> _AIM_
Reproduce every one of the following records line for line, with no changes to any character.
■ ■ ■ ■
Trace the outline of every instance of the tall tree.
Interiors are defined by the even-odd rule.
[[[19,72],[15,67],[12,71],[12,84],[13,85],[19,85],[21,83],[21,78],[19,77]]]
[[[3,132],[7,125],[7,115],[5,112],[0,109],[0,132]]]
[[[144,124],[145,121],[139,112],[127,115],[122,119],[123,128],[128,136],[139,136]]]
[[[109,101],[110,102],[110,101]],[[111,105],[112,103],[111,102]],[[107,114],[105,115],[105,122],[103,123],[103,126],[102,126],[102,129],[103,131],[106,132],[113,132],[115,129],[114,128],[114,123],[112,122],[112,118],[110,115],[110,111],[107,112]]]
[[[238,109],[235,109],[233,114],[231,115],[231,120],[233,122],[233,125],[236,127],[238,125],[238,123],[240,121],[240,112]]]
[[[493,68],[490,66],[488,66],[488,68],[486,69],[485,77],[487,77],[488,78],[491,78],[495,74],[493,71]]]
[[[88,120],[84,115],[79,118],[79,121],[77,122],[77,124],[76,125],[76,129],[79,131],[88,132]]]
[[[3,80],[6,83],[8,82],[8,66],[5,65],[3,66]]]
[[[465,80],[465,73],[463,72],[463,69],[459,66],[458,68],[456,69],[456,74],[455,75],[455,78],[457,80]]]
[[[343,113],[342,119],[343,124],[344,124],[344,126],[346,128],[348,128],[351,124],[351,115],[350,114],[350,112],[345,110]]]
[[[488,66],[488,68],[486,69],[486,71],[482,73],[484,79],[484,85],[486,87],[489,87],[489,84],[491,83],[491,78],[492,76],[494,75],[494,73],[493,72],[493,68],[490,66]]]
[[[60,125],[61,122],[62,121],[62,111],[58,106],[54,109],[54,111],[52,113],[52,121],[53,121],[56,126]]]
■ ■ ■ ■
> _WORKED SOLUTION_
Trace the outline of every instance of the tall tree.
Interiors are defined by the even-odd rule.
[[[19,72],[15,67],[12,71],[12,84],[13,85],[19,85],[21,83],[21,78],[19,77]]]
[[[3,132],[7,125],[7,115],[5,112],[0,109],[0,132]]]
[[[144,124],[145,121],[139,112],[127,115],[122,119],[123,128],[128,136],[139,136]]]
[[[109,101],[110,102],[110,101]],[[111,105],[112,103],[111,102]],[[107,114],[105,115],[105,122],[103,123],[103,126],[102,126],[102,129],[103,131],[106,132],[113,132],[115,129],[114,128],[114,123],[112,122],[112,118],[110,115],[110,111],[107,112]]]
[[[238,109],[235,109],[233,114],[231,115],[231,120],[233,122],[233,125],[236,127],[238,125],[238,123],[240,121],[240,112]]]
[[[493,68],[490,66],[488,66],[488,68],[486,69],[485,77],[487,77],[488,78],[491,78],[495,74],[493,71]]]
[[[88,120],[84,115],[79,118],[79,121],[77,122],[77,124],[76,125],[76,129],[79,131],[88,132]]]
[[[3,80],[6,83],[8,82],[8,66],[5,65],[3,66]]]
[[[465,80],[465,73],[463,72],[463,69],[459,66],[458,68],[456,69],[456,74],[455,75],[455,78],[457,80]]]
[[[343,113],[342,119],[343,124],[344,124],[344,126],[346,128],[348,128],[351,124],[351,115],[350,114],[350,112],[345,110]]]
[[[488,66],[488,68],[486,69],[486,71],[482,73],[484,79],[484,85],[486,87],[489,87],[489,84],[491,83],[491,78],[492,76],[494,75],[494,73],[493,72],[493,68],[490,66]]]
[[[60,125],[61,122],[62,121],[62,111],[58,106],[54,109],[54,111],[52,113],[52,121],[53,121],[56,126]]]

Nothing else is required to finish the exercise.